» TASK REQUIREMENTS
1: According to the review of A Strategic Plan, which actor plays Andrew?
2: Continue the review of A Strategic Plan from its last sentence.

» TEXT FOR ANALYSIS
--- --- ---
A Strategic Plan
Griffin Theatre Company is kicking off its 2017 season with a bang.
No, sorry. A band.
Andrew (Justin Smith) is a former rock musician, floundering in his first ‘real job’. Bureaucracy, red tape, funding issues and shitty colleagues are getting in the way of his big plans for the youth music program he’s been hired to head up. It’s clearly pushing him to the edge, and we spend most of the play wondering how far he’s going to go.
A Strategic Plan begins in medias res: Andrew is wandering the halls of a government building, music blaring, when he’s approached by his legal aide, asking if he’s ready for his hearing. He clearly doesn’t really know what’s going on; unfortunately, neither does the audience, and as we skip back in the storyline it takes us a little longer to catch up than we’re totally comfortable with.
--- --- ---
» INFORMATION SHOWN

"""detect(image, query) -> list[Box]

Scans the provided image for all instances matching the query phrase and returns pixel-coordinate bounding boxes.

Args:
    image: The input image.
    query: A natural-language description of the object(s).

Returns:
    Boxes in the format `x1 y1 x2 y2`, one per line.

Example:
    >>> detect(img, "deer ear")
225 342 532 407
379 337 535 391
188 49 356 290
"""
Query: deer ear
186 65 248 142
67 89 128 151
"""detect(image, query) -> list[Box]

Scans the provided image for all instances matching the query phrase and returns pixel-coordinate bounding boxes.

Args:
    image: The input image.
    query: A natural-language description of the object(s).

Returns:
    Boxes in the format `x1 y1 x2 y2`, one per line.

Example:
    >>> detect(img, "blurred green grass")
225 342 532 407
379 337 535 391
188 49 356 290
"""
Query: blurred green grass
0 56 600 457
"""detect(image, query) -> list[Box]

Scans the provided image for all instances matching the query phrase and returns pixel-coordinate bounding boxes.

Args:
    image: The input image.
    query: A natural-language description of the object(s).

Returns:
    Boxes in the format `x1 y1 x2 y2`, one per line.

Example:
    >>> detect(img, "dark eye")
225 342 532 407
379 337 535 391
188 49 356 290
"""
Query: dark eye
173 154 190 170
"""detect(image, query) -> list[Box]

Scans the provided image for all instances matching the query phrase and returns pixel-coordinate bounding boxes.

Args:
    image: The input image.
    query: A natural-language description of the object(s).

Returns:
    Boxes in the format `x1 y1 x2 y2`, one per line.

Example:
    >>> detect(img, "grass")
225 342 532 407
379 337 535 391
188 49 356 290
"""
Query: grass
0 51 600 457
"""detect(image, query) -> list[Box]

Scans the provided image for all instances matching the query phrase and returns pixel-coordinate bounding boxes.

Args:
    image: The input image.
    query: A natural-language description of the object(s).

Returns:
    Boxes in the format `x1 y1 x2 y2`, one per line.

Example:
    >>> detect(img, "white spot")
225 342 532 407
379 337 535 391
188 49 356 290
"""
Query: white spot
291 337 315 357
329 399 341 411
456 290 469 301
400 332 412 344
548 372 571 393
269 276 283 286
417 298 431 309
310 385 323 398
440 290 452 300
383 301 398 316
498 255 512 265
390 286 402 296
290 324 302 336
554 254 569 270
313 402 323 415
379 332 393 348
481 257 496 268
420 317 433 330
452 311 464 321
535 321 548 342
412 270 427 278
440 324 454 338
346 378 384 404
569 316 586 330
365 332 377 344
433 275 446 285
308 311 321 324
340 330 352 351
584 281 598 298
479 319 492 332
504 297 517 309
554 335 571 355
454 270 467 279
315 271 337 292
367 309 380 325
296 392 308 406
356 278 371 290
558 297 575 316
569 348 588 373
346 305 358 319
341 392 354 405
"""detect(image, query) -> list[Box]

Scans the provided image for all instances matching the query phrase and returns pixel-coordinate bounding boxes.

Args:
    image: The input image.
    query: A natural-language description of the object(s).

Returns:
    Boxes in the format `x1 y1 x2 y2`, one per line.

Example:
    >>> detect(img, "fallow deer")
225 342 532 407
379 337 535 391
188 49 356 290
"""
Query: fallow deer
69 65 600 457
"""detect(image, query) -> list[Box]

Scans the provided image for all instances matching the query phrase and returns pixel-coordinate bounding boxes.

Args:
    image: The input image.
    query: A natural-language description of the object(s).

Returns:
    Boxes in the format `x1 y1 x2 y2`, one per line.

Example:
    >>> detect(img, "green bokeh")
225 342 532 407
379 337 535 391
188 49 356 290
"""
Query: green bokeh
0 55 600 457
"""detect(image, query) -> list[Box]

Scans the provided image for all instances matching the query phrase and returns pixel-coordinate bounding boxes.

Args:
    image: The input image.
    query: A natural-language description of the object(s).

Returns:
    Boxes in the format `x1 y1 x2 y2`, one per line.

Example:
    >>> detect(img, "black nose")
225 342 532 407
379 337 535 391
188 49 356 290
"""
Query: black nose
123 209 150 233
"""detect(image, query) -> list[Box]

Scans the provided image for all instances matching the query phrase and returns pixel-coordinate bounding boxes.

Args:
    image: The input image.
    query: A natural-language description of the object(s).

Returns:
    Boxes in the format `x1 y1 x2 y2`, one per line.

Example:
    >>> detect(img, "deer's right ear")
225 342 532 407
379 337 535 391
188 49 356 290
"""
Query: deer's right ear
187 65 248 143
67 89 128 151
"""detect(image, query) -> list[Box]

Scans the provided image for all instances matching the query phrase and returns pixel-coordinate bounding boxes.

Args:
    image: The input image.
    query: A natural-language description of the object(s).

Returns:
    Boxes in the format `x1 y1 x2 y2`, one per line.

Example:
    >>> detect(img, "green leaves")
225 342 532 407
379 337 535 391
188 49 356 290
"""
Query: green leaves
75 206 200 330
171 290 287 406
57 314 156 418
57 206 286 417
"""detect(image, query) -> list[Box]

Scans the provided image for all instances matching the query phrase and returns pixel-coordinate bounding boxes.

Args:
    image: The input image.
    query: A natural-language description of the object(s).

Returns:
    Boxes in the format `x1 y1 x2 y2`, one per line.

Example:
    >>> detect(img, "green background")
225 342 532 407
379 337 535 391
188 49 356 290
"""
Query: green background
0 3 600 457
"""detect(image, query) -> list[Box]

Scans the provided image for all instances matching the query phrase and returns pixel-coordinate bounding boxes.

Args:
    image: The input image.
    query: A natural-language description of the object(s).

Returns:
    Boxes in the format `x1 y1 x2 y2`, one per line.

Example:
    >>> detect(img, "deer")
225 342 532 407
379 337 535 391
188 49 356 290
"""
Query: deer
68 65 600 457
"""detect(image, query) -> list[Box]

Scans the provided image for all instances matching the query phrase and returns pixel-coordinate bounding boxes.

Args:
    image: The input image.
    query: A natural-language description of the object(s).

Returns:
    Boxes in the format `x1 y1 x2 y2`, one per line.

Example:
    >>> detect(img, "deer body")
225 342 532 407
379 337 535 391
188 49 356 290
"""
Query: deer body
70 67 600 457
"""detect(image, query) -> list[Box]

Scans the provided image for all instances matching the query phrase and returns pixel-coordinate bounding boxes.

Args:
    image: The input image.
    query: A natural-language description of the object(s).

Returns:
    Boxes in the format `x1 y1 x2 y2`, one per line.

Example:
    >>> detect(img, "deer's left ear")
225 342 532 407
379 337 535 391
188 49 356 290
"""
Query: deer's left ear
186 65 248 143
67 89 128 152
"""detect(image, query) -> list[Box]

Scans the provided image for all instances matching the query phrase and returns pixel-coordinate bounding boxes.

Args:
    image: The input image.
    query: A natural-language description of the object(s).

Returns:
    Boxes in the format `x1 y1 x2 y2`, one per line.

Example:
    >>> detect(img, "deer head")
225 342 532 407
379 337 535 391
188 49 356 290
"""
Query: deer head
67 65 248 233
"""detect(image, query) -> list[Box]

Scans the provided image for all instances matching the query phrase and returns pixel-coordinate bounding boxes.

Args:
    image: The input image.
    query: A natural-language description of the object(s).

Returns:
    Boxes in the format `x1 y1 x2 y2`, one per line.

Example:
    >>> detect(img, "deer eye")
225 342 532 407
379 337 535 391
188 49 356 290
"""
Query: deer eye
--- --- ---
» ANSWER LIST
1: Justin Smith

2:
That said, A Strategic Plan is funny. It’s full of adroit malapropisms, clever cultural references and characters that are so obvious they shouldn’t work but somehow do – Briallen Clarke as the HR professional is just perfect. It’s also idealistic – Justin, and Emele Ugavule as wannabe producer Jill, make us all want to feel that way about music. The play’s use of the tiny space is every bit as creative as you’d expect from Griffin, and the flash forwards and backwards are smoothly linked. Plus, the intermittent musical interludes are a neat addition.
A Strategic Plan doesn’t entirely live up to the expectations of an explosive story that it sets up in the first scene, but in the (slightly meandering) process of getting where it’s going, it certainly makes some pertinent points about the death of live music in the face of corporate Australia today.